> **Task**: Find "Target: white belly" and "Point out the wing" in the records below. Copy the lines holding them and every line between, exactly, and no others.

==========

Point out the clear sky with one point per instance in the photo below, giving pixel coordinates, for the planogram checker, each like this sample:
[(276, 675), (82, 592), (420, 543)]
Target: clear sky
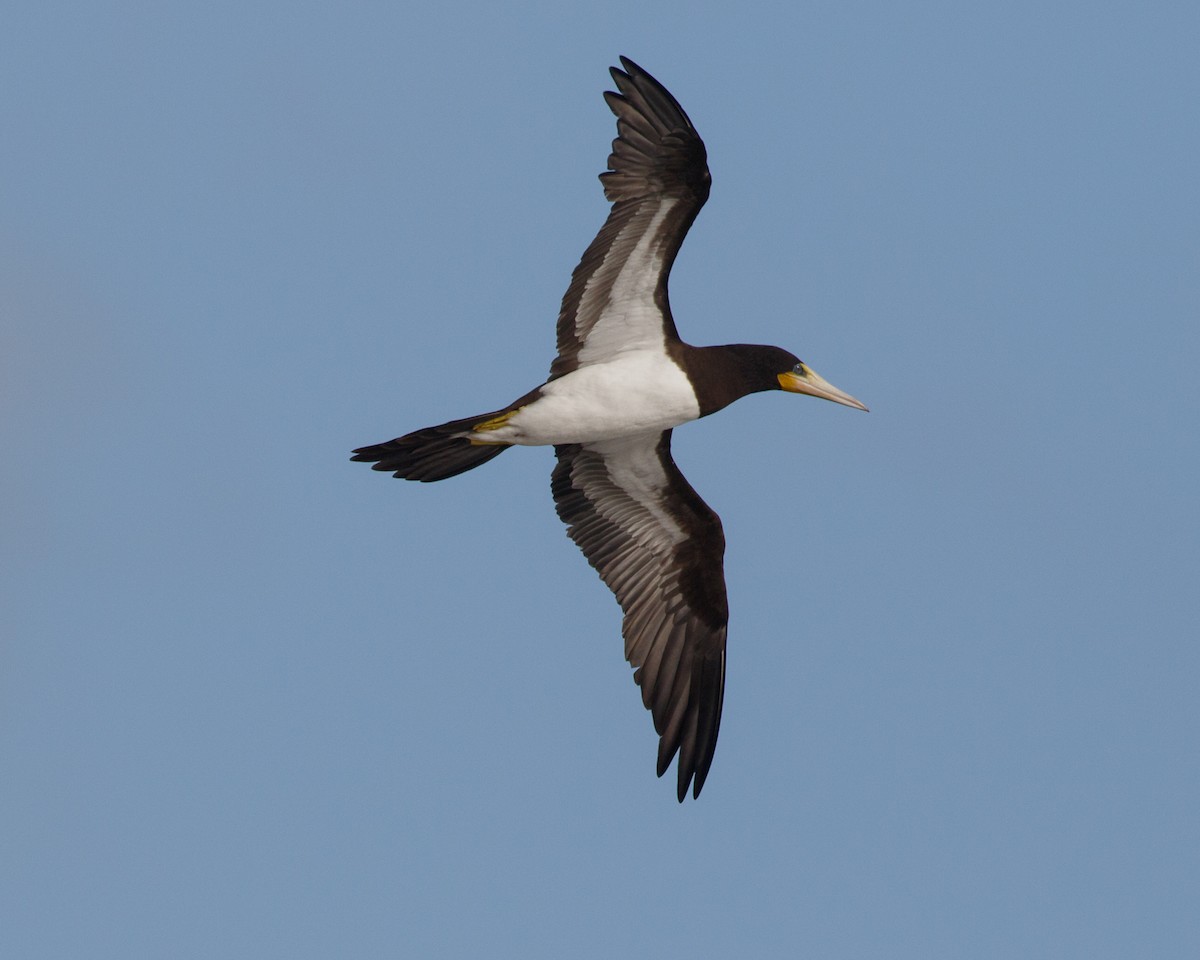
[(258, 701)]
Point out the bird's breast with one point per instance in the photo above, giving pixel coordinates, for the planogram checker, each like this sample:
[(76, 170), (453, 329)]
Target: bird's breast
[(635, 394)]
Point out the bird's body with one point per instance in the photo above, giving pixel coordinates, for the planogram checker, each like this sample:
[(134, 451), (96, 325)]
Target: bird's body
[(622, 381), (639, 391)]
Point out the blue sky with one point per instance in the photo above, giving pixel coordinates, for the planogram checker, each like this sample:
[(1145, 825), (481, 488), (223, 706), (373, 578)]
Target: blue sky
[(258, 701)]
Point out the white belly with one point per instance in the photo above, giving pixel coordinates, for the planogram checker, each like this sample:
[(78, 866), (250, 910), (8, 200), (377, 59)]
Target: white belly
[(635, 394)]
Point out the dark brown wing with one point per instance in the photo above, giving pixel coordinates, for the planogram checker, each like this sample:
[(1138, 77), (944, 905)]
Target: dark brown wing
[(660, 550), (658, 179)]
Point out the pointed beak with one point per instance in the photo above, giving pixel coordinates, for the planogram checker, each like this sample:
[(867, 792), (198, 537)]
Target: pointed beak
[(805, 381)]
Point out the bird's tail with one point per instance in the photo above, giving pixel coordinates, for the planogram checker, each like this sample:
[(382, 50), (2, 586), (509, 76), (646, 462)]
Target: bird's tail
[(433, 453)]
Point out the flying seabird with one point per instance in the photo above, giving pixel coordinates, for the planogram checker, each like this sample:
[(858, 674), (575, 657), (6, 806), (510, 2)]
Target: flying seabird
[(622, 381)]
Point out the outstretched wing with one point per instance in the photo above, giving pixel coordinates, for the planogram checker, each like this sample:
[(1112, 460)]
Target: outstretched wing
[(660, 549), (658, 179)]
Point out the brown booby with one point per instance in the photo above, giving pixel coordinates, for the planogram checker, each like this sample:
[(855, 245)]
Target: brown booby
[(621, 382)]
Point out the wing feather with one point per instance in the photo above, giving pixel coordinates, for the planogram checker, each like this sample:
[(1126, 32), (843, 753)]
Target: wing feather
[(657, 180), (660, 550)]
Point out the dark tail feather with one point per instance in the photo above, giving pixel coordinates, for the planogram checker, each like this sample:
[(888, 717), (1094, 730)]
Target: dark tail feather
[(433, 453)]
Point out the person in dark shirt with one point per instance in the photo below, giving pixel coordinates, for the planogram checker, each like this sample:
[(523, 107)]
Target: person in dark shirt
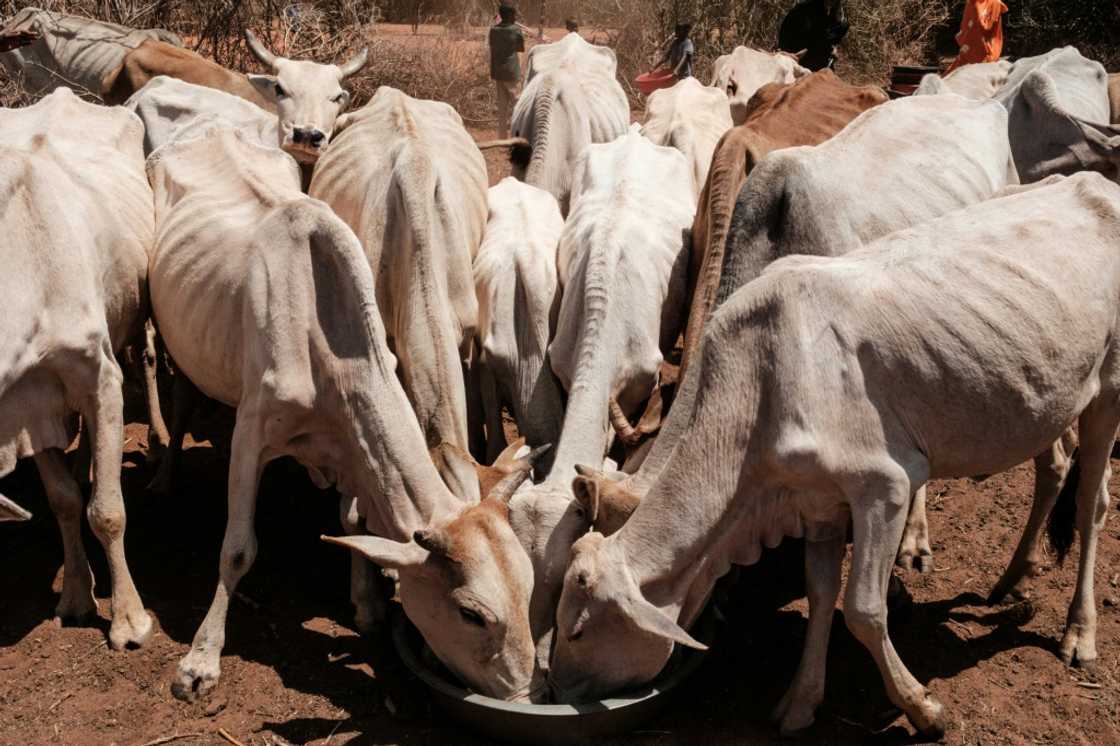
[(814, 27), (680, 53), (506, 43)]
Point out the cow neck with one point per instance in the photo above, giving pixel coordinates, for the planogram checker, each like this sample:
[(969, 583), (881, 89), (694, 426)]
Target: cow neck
[(701, 507), (398, 478)]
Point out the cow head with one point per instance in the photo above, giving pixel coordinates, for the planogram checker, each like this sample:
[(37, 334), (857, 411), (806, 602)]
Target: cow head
[(466, 585), (743, 72), (308, 96), (608, 636), (10, 511)]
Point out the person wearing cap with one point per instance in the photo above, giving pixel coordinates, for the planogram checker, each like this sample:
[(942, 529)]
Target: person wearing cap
[(815, 28), (506, 43), (981, 36), (680, 53)]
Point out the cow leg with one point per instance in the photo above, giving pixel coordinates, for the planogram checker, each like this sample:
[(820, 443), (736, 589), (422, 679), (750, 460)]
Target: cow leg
[(492, 404), (1097, 429), (798, 707), (76, 603), (199, 670), (158, 437), (184, 403), (1051, 468), (83, 456), (370, 608), (878, 520), (915, 551), (104, 413)]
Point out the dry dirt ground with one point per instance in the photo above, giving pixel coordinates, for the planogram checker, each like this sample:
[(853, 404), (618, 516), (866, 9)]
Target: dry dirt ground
[(296, 672)]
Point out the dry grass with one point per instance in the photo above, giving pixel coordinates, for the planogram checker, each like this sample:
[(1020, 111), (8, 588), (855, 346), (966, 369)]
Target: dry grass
[(450, 64)]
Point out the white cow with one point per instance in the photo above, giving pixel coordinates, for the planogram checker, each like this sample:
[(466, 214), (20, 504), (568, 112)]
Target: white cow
[(979, 81), (623, 266), (407, 177), (308, 96), (1058, 109), (743, 72), (519, 298), (72, 50), (267, 302), (691, 118), (832, 389), (76, 224), (934, 155), (571, 49), (569, 103), (168, 106)]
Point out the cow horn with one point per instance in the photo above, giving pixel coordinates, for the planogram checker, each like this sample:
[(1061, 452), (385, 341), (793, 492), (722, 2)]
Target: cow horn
[(260, 50), (505, 488), (355, 63), (507, 142), (622, 426)]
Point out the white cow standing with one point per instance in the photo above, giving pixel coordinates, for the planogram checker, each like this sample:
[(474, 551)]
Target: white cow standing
[(978, 81), (691, 118), (623, 268), (832, 389), (935, 155), (72, 50), (519, 299), (266, 301), (77, 229), (743, 72), (407, 177), (571, 100), (167, 106), (1060, 115)]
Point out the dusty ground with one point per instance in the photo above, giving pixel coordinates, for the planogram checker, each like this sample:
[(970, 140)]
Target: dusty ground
[(294, 670)]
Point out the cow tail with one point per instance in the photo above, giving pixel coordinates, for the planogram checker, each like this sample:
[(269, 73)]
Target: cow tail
[(1062, 519)]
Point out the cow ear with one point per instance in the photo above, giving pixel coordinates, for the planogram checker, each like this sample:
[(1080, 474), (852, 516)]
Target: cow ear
[(586, 488), (266, 85), (650, 618), (390, 555), (507, 459)]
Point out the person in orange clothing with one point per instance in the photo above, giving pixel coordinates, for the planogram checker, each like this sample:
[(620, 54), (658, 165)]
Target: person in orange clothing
[(981, 36)]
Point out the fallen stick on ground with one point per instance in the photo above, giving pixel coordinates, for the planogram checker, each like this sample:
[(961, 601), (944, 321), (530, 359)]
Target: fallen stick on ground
[(225, 734), (175, 736)]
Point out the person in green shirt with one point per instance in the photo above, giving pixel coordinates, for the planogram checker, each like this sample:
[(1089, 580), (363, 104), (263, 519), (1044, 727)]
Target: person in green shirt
[(506, 43)]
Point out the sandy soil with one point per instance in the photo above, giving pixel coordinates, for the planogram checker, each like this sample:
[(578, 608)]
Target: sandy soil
[(295, 671)]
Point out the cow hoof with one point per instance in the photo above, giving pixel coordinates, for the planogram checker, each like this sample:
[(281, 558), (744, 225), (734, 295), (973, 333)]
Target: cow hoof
[(196, 677), (1079, 647), (130, 630), (930, 719), (76, 609)]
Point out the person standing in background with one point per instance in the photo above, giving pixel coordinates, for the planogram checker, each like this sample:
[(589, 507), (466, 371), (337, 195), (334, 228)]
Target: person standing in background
[(506, 43), (817, 28), (680, 53), (981, 35)]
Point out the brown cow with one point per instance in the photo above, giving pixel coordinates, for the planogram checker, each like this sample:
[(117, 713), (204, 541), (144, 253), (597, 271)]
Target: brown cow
[(778, 115), (152, 58)]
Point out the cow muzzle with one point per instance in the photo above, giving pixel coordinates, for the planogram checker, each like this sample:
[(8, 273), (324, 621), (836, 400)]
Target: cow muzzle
[(306, 143)]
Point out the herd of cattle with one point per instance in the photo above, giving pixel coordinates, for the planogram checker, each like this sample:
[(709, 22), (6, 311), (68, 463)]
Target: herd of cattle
[(871, 294)]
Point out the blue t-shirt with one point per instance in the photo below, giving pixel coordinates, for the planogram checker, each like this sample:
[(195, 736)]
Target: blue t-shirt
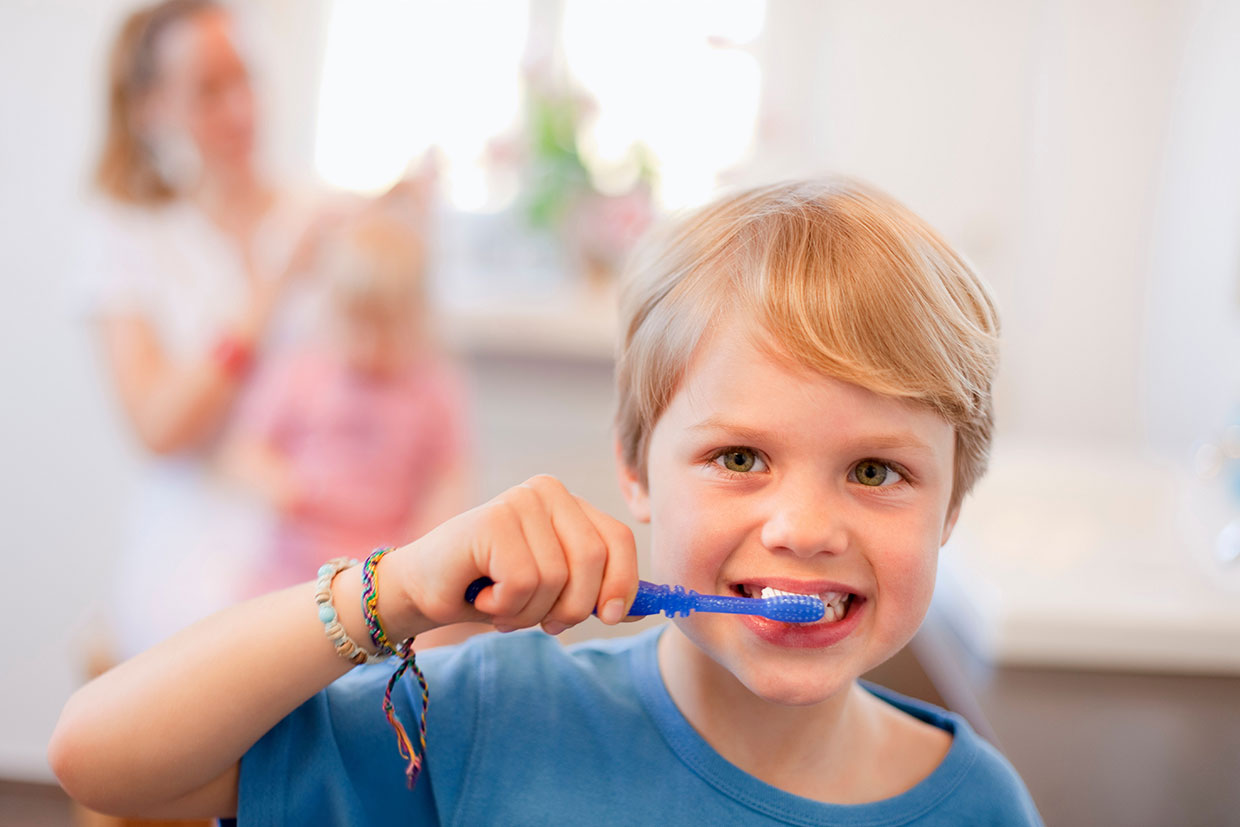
[(522, 730)]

==========

> **Result of this task**:
Target: white belly
[(635, 394)]
Point out the dark brown wing with one point per instance in the photo above, giving pixel coordinates, for the planogram checker, each like this sample:
[(1138, 77), (944, 905)]
Target: dark brown wing
[(660, 550), (658, 179)]
Point out the pointed beak with one point per instance in the photo above, giving pixel coordinates, for the planogram checker, each like this sample:
[(867, 792), (198, 537)]
Target: pointed beak
[(805, 381)]
Point out the bird's tail with one point per instance in the photo above, giving pixel coordinates, for the planogram checker, each like this sample:
[(382, 50), (2, 586), (509, 76), (646, 462)]
Target: bird's tail
[(433, 453)]
Point out the flying seabird with one point per instance in the photo above, giving pixel coordinates, for the planogram checker, each like this sample:
[(858, 674), (575, 657), (6, 806), (510, 2)]
Target: flying seabird
[(622, 381)]
Point out the outstretched wing with one point per instance in the photo above, giving pixel coordinates, for the planogram checker, each like this sample:
[(1112, 460)]
Target: outstretched wing
[(660, 549), (658, 179)]
Point out the brown booby with one point per instance in the photo above, giving pixel coordinates, for the planogram checker, each like this sample:
[(855, 245)]
Target: brown booby
[(621, 382)]
Point out the wing feather with one point per instance in the photo above, giving pixel coordinates, for the planogram checker, each like this sample:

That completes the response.